▸ **Set problem**
Extract each line of the material that contains the string "dome". Matches must be case-sensitive.

(Annotation records)
========
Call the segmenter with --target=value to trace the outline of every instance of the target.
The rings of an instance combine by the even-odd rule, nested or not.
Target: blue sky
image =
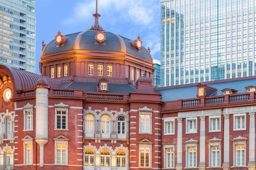
[[[99,24],[105,30],[131,40],[138,35],[144,47],[150,47],[154,62],[160,60],[160,3],[159,0],[98,0]],[[37,0],[36,72],[41,42],[89,29],[94,24],[95,0]]]

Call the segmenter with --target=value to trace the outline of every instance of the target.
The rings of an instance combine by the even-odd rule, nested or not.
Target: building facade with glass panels
[[[0,1],[0,63],[34,73],[35,1]]]
[[[161,86],[254,76],[256,6],[162,0]]]

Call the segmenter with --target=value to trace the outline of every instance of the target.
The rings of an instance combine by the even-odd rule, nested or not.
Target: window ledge
[[[153,133],[142,133],[142,132],[139,132],[138,133],[138,134],[145,134],[145,135],[153,135]],[[140,168],[142,168],[142,167],[140,167]]]
[[[69,129],[54,129],[54,130],[58,131],[69,131]]]
[[[33,131],[34,130],[34,129],[23,129],[23,131],[24,132],[28,132],[29,131]]]

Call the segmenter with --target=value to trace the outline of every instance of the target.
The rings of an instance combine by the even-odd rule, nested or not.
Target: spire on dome
[[[93,16],[95,18],[94,25],[93,26],[90,30],[95,31],[102,30],[102,28],[99,26],[99,18],[100,17],[101,15],[99,14],[98,14],[98,0],[96,0],[96,12],[95,14],[93,14]]]

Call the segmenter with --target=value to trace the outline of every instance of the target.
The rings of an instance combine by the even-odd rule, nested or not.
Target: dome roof
[[[106,34],[106,45],[95,44],[95,33],[98,31],[88,30],[65,35],[67,39],[64,45],[57,47],[55,40],[44,48],[42,55],[52,54],[69,51],[89,50],[99,51],[123,52],[152,62],[152,56],[144,47],[136,50],[131,40],[111,32],[102,31]]]

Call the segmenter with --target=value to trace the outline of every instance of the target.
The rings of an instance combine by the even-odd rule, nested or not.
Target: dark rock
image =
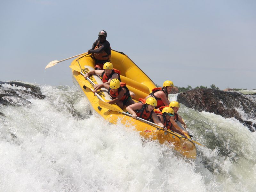
[[[173,94],[175,94],[176,93],[178,93],[179,92],[179,89],[178,87],[173,87],[172,89],[172,93]]]
[[[4,84],[22,87],[26,88],[26,90],[6,88],[2,86]],[[0,104],[29,107],[31,103],[28,99],[36,97],[42,99],[45,97],[42,94],[40,88],[37,86],[20,82],[0,81]],[[0,115],[3,115],[3,114]]]
[[[244,112],[249,118],[256,116],[255,95],[246,95],[238,92],[227,92],[211,89],[192,89],[179,94],[177,100],[188,107],[199,111],[214,113],[226,118],[234,117],[252,132],[256,125],[242,118],[236,109]]]

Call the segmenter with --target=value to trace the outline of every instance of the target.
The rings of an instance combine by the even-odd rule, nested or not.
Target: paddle
[[[100,106],[101,107],[104,107],[107,109],[108,109],[111,111],[116,111],[116,112],[118,112],[120,113],[122,113],[123,114],[124,114],[130,117],[132,116],[132,114],[130,114],[129,113],[125,113],[125,112],[123,111],[122,110],[120,110],[118,108],[114,107],[115,106],[111,104],[109,104],[109,103],[106,103],[106,102],[104,102],[104,101],[99,101],[99,105],[100,105]],[[154,126],[155,127],[156,126],[157,127],[158,129],[161,129],[161,130],[163,130],[163,131],[164,131],[164,127],[161,126],[160,126],[160,125],[159,125],[157,124],[156,124],[153,123],[152,123],[152,122],[151,122],[150,121],[147,121],[146,120],[144,119],[142,119],[140,117],[137,117],[137,119],[139,121],[143,121],[144,123],[147,123],[148,124],[150,124]],[[192,142],[192,143],[195,143],[197,144],[197,145],[201,145],[201,146],[204,146],[203,145],[199,143],[198,142],[191,140],[188,138],[186,139],[184,137],[180,136],[178,134],[176,134],[174,132],[172,132],[169,131],[169,130],[167,130],[166,132],[167,132],[168,133],[171,133],[171,134],[172,134],[172,135],[174,135],[175,136],[176,136],[176,137],[178,137],[179,138],[181,138],[181,139],[185,140],[187,139],[190,141]]]
[[[72,58],[74,58],[74,57],[77,57],[78,56],[80,56],[80,55],[84,55],[84,54],[86,54],[86,53],[87,53],[87,52],[85,52],[85,53],[82,53],[81,54],[79,54],[79,55],[75,55],[75,56],[73,56],[73,57],[69,57],[69,58],[68,58],[67,59],[63,59],[63,60],[62,60],[61,61],[58,61],[57,60],[54,60],[54,61],[51,61],[50,63],[48,63],[48,64],[46,66],[46,67],[45,67],[45,68],[44,68],[44,69],[46,69],[47,68],[49,68],[49,67],[52,67],[53,66],[54,66],[54,65],[56,65],[56,64],[57,64],[58,63],[59,63],[59,62],[61,62],[62,61],[65,61],[65,60],[68,60],[68,59],[72,59]],[[88,54],[88,53],[86,54],[86,55],[85,55],[84,56],[85,56],[85,55],[87,55]]]
[[[88,77],[87,77],[87,78],[89,79]],[[89,83],[87,82],[87,81],[82,81],[82,83],[86,87],[88,87],[92,91],[93,91],[93,90],[92,89],[91,86],[92,85],[89,84]],[[99,98],[99,99],[100,100],[104,102],[104,100],[103,100],[102,98],[100,97],[100,96],[99,95],[99,94],[97,93],[95,93],[94,94],[95,95],[97,96],[97,97]]]

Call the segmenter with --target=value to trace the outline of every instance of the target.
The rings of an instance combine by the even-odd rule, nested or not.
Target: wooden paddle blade
[[[108,109],[111,111],[116,111],[116,112],[119,112],[119,113],[122,113],[123,111],[117,108],[118,107],[118,106],[116,107],[115,105],[113,105],[111,104],[109,104],[106,102],[104,102],[103,101],[99,100],[99,105],[102,107],[104,107],[107,109]]]
[[[45,68],[44,68],[44,69],[45,69],[54,66],[56,65],[56,64],[58,63],[58,62],[59,61],[57,60],[55,60],[54,61],[51,61],[50,63],[48,63],[48,65],[46,66],[46,67],[45,67]]]
[[[80,72],[81,71],[81,69],[77,65],[69,65],[69,67],[74,71],[76,71],[78,72]]]

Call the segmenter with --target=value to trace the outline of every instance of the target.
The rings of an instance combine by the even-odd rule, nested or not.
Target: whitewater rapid
[[[134,127],[111,124],[91,112],[74,86],[35,85],[44,99],[24,92],[29,103],[0,104],[1,191],[256,188],[256,133],[235,119],[181,105],[179,114],[193,139],[205,146],[196,146],[195,160],[185,160],[166,145],[145,140]]]

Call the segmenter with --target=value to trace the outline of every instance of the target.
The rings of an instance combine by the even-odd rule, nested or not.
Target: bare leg
[[[149,97],[152,97],[152,95],[148,95],[147,97],[145,98],[145,100],[147,100],[147,99]]]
========
▸ **Response to this task**
Target: spire on dome
Target: dome roof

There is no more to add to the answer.